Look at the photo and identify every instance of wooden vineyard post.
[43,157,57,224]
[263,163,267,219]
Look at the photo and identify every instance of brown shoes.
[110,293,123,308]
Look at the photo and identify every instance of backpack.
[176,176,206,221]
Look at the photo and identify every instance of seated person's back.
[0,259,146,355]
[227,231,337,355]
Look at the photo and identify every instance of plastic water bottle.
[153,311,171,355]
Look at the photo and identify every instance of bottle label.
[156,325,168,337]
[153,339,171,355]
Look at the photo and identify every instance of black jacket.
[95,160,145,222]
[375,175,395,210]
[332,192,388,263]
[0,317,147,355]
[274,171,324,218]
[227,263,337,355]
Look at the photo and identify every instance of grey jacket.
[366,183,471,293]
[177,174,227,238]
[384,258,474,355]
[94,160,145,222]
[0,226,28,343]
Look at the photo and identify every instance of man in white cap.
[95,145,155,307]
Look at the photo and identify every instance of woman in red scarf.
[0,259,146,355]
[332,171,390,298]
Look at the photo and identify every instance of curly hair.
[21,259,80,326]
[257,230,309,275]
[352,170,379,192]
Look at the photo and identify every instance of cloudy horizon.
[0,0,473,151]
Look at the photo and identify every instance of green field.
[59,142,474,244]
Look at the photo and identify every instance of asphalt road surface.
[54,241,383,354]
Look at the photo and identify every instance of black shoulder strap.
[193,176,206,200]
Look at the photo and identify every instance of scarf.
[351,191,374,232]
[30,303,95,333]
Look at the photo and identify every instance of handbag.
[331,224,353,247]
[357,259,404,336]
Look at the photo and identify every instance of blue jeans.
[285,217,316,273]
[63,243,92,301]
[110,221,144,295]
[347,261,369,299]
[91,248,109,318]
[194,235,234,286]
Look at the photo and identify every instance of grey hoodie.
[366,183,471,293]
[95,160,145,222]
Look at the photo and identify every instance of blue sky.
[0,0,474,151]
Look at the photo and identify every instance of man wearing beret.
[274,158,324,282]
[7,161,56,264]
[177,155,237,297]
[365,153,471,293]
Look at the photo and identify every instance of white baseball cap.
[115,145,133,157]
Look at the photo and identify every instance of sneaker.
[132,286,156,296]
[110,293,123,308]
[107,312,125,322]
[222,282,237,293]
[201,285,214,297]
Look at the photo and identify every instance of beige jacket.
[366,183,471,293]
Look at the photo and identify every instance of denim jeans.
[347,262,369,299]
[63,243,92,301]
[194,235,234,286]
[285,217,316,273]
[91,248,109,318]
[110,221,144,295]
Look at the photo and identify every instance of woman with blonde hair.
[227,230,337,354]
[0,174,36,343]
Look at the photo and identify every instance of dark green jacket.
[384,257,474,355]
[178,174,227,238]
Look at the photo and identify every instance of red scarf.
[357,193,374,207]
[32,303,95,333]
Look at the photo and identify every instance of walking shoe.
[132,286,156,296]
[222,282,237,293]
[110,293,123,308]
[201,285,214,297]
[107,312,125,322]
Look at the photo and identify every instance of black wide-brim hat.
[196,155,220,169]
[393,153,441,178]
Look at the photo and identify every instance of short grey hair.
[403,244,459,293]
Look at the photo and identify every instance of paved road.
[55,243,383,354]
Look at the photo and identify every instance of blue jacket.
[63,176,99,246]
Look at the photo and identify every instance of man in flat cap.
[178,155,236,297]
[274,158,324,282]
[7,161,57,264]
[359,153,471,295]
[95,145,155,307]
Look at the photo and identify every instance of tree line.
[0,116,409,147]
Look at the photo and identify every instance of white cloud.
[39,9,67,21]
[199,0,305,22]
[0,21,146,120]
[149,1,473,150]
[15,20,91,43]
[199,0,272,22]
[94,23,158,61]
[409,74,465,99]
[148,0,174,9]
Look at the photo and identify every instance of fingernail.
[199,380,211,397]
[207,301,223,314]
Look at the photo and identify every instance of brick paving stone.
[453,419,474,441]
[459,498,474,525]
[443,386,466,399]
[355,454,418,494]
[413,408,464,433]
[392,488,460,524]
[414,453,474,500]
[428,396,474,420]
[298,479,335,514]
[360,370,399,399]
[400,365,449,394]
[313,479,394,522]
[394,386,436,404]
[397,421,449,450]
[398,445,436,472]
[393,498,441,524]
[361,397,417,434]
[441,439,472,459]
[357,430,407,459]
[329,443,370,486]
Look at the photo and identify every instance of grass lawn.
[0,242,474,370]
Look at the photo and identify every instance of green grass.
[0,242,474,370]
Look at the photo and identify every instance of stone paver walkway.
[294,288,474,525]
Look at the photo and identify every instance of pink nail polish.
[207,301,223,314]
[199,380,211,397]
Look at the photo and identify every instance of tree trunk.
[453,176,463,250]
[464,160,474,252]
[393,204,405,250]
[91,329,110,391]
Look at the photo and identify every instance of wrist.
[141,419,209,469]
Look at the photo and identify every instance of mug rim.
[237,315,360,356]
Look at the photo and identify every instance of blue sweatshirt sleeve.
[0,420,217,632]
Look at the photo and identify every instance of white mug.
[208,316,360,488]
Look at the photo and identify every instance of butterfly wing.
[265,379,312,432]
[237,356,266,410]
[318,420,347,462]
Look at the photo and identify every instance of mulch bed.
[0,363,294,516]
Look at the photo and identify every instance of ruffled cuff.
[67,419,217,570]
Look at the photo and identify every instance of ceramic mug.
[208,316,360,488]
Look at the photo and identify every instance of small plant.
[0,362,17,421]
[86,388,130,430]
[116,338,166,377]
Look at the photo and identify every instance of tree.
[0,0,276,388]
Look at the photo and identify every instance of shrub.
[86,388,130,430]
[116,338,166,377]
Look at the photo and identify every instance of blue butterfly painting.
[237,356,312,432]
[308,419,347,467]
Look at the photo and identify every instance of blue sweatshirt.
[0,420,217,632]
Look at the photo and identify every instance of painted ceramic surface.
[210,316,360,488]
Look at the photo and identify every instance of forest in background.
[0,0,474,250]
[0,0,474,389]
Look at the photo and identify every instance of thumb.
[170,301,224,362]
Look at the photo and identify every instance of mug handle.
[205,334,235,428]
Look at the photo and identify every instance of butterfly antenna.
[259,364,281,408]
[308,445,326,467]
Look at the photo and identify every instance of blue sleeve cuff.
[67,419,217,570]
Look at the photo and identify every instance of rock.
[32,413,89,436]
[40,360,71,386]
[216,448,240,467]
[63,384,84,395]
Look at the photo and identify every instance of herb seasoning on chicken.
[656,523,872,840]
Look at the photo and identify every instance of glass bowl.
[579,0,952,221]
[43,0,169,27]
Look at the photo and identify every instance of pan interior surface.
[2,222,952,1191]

☆ ☆ ☆ ☆

* **WORK TO DO**
Shift the data from its first line through the line containing "[59,142,474,244]", both included. Rewrite every line in that span, adding 51 to each bounding-box coordinate and leaving all other text unchanged.

* **EXERCISE ANSWER**
Look at the photo and identify every instance of wooden vineyard post.
[94,208,108,275]
[314,214,318,270]
Look at the photo and identify every instance of brown shoes.
[161,344,174,359]
Look at the photo and identify every instance of backpack.
[227,227,257,272]
Look at the photo and identify every instance of seated person's back.
[51,310,197,406]
[278,282,388,406]
Look at the photo and identify every instance of plastic water bottle.
[204,362,222,406]
Look at the photo and identify every instance of bottle label.
[207,376,219,388]
[204,390,222,406]
Look at the photo and identify every instance of black jacket.
[146,211,196,273]
[426,226,446,261]
[383,243,439,314]
[51,368,198,406]
[325,222,375,269]
[278,314,388,406]
Look at the photo and identify every instance of grey jacket.
[417,234,522,344]
[228,225,278,289]
[435,309,525,406]
[145,211,196,273]
[51,277,79,394]
Look at the photo and identify every instance of man in white cap.
[146,196,206,358]
Look at the photo and identify every instance of woman in red scarf.
[51,310,197,406]
[383,222,441,349]
Look at the photo and identify every instance of curly hair.
[72,310,131,377]
[308,281,360,326]
[403,221,430,243]
Look at the photo and identify every instance of cloudy horizon.
[51,51,524,202]
Look at the photo and identify every instance of green field.
[110,193,525,295]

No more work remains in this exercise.